**EXERCISE DIRECTIONS**: What is the number of lines in the data holding the word "background"? Give that number by itself.

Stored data
'''

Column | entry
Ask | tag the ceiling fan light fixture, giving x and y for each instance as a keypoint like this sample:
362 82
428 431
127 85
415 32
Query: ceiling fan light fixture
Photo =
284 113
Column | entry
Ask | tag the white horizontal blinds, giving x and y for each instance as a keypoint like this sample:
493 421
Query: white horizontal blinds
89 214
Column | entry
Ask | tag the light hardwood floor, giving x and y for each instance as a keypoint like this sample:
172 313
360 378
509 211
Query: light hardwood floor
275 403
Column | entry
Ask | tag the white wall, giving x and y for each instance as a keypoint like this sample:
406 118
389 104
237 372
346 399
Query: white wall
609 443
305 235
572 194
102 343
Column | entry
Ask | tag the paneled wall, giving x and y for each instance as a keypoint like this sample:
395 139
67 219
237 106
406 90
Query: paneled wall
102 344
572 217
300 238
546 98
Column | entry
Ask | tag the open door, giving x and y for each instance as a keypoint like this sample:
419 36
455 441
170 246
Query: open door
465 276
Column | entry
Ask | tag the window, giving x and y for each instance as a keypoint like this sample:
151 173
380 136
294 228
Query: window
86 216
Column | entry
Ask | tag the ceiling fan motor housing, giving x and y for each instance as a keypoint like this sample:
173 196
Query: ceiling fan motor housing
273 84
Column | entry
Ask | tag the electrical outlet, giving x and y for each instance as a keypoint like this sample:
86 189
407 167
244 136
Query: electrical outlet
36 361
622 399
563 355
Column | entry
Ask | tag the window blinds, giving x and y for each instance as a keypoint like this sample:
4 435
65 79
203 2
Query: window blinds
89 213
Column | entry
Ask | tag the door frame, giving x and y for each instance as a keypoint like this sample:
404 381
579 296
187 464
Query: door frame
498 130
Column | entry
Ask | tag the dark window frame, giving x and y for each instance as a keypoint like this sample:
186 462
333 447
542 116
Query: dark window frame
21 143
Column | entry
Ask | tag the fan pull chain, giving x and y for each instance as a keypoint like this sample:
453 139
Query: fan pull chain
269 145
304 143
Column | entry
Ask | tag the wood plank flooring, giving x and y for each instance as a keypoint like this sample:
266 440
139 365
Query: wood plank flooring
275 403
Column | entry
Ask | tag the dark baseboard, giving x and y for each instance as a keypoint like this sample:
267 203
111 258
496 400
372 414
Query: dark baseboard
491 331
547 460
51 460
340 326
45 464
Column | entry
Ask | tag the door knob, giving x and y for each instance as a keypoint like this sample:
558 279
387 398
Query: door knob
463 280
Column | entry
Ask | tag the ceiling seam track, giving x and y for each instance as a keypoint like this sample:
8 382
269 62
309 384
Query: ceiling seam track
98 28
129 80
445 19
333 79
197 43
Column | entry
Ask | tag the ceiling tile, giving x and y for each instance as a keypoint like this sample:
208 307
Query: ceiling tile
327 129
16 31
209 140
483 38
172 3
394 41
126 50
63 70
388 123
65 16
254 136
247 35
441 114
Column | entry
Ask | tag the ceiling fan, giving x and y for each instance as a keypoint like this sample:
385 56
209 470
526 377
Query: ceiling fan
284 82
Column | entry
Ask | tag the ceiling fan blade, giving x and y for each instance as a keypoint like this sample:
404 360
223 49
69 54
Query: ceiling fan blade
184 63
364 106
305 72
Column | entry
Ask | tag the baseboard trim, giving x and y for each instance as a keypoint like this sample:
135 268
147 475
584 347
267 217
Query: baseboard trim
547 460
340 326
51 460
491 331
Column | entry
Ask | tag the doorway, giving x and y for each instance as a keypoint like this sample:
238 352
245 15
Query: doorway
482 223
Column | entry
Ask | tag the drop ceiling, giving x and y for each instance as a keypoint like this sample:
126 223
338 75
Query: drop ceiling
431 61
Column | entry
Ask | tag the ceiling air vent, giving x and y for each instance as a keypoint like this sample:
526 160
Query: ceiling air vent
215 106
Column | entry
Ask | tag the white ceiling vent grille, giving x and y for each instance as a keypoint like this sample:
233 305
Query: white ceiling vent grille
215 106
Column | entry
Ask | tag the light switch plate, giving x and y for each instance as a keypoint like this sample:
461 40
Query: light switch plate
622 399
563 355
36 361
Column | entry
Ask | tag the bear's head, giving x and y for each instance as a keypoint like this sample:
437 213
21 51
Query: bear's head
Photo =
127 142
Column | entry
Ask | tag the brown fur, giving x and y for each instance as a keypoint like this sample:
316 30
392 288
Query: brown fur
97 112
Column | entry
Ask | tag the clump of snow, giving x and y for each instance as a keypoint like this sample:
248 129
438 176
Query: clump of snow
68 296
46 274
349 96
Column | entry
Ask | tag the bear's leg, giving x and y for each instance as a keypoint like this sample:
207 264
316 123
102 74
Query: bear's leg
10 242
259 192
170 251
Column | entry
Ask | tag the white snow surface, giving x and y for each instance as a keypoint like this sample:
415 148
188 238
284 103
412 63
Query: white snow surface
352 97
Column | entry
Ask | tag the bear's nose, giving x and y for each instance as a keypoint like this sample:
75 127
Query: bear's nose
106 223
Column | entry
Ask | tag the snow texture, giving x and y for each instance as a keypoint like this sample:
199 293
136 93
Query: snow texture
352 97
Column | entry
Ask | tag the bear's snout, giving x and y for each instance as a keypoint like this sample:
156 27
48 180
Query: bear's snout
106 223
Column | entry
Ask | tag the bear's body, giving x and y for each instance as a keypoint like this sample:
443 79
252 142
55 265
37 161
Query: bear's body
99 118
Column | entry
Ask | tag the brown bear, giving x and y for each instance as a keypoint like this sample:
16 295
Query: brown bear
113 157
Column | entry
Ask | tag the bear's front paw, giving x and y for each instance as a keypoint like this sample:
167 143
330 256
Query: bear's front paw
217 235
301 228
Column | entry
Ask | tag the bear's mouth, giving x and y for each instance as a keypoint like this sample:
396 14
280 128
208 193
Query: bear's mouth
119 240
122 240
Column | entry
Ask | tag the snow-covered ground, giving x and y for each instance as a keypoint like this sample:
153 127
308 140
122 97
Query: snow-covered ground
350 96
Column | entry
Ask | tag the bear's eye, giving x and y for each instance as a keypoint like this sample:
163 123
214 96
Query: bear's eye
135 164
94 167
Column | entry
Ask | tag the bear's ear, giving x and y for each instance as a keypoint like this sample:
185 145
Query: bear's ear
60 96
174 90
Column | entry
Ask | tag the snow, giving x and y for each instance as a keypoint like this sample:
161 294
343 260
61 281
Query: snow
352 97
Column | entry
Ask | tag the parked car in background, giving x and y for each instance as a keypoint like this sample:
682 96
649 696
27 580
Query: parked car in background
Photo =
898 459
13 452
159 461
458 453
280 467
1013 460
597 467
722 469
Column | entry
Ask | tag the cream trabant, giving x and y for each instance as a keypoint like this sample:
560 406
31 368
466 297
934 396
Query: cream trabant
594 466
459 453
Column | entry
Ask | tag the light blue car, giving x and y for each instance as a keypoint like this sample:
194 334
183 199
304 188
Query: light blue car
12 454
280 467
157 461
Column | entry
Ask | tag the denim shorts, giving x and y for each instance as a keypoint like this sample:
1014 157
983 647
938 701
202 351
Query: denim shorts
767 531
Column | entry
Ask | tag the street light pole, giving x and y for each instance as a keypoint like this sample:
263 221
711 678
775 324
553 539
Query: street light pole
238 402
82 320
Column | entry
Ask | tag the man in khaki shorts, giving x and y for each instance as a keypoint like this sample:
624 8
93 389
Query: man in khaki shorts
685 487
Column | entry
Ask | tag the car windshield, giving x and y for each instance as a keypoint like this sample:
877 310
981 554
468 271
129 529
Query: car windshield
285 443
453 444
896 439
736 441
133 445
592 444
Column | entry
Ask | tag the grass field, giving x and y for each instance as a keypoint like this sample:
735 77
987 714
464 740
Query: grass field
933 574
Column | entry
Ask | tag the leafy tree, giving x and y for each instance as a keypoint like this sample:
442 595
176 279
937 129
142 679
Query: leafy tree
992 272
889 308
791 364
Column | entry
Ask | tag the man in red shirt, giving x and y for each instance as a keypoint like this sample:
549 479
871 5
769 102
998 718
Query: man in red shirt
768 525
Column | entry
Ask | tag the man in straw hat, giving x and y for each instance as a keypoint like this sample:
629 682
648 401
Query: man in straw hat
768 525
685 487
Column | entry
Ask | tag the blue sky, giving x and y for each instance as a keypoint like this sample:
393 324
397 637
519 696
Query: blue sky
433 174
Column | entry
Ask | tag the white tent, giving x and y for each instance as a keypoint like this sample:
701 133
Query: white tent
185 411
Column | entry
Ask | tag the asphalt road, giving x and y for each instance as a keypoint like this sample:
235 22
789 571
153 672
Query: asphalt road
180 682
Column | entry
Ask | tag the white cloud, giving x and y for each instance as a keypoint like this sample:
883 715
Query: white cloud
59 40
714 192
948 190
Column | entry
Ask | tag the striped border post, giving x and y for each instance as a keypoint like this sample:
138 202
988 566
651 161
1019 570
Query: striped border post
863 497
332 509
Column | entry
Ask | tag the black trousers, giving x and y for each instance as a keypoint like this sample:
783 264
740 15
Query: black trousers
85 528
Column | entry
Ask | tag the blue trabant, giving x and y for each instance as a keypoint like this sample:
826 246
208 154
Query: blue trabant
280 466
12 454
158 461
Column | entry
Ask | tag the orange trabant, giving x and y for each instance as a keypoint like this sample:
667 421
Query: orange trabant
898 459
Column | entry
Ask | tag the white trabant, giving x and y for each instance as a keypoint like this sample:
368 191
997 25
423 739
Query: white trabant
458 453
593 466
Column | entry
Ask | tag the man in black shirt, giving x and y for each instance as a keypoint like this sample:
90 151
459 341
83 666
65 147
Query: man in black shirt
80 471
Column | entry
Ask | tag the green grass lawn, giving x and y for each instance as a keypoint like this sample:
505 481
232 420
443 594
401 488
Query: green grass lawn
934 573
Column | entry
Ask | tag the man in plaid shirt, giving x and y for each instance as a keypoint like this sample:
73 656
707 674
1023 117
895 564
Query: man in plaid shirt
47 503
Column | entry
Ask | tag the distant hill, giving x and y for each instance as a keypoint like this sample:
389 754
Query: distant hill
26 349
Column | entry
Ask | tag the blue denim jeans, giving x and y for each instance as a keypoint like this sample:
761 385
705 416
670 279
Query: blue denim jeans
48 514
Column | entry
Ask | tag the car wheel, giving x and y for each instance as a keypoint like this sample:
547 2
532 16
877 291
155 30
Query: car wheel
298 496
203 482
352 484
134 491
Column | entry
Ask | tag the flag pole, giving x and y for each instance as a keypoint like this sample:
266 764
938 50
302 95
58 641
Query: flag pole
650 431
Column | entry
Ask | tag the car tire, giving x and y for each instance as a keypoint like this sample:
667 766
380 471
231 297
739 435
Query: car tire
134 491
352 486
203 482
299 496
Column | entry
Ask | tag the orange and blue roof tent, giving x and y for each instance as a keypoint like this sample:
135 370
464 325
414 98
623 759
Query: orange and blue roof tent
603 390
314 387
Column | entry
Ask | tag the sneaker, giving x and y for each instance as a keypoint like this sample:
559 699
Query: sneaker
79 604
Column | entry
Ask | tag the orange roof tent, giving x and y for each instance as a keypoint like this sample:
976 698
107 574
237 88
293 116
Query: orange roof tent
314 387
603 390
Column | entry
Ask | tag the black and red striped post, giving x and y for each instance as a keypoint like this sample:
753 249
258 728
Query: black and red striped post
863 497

'''

**ANSWER AREA**: 2